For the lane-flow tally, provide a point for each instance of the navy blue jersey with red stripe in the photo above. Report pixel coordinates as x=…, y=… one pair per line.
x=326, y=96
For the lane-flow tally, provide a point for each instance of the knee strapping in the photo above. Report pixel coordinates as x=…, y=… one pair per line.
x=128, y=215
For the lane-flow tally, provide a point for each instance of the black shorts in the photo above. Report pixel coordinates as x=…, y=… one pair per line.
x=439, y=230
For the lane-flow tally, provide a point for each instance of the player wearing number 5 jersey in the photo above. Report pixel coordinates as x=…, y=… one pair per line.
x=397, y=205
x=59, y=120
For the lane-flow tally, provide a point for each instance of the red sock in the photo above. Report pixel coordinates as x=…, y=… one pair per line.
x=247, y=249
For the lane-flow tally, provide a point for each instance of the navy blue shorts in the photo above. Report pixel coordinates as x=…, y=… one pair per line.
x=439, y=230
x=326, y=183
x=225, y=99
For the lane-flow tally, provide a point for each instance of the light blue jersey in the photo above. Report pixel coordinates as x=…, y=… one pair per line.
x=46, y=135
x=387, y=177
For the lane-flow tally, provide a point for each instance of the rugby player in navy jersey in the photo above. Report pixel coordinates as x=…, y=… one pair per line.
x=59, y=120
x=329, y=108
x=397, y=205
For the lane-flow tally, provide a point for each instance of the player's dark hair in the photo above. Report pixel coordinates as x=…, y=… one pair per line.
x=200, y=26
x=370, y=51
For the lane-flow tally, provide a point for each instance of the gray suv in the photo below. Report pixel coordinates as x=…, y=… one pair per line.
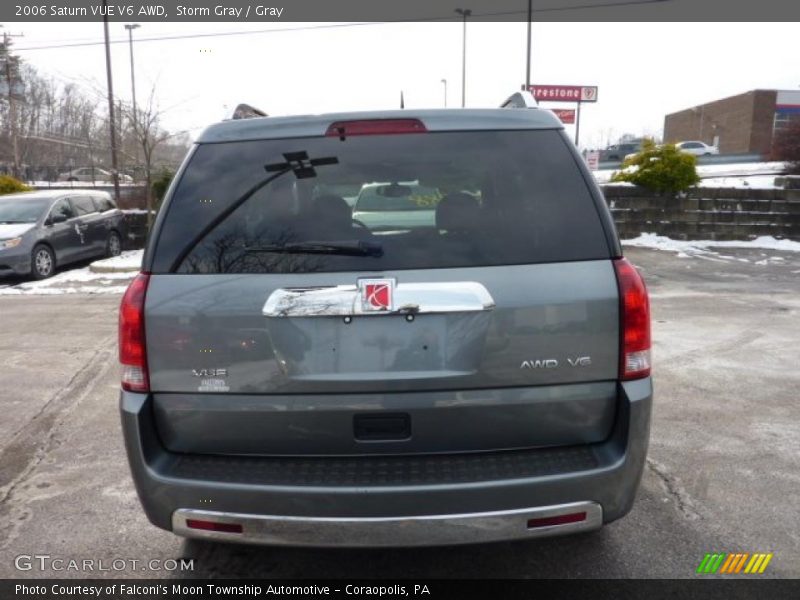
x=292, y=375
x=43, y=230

========================================================================

Print the lines of the material without alteration, starting at the line containing "the red sock" and ending at the line containing "x=247, y=249", both lines included.

Written answer >>
For the lane-flow tally, provide a point for each instance of the red sock in the photo above. Report pixel coordinates as x=…, y=… one pair per line.
x=247, y=249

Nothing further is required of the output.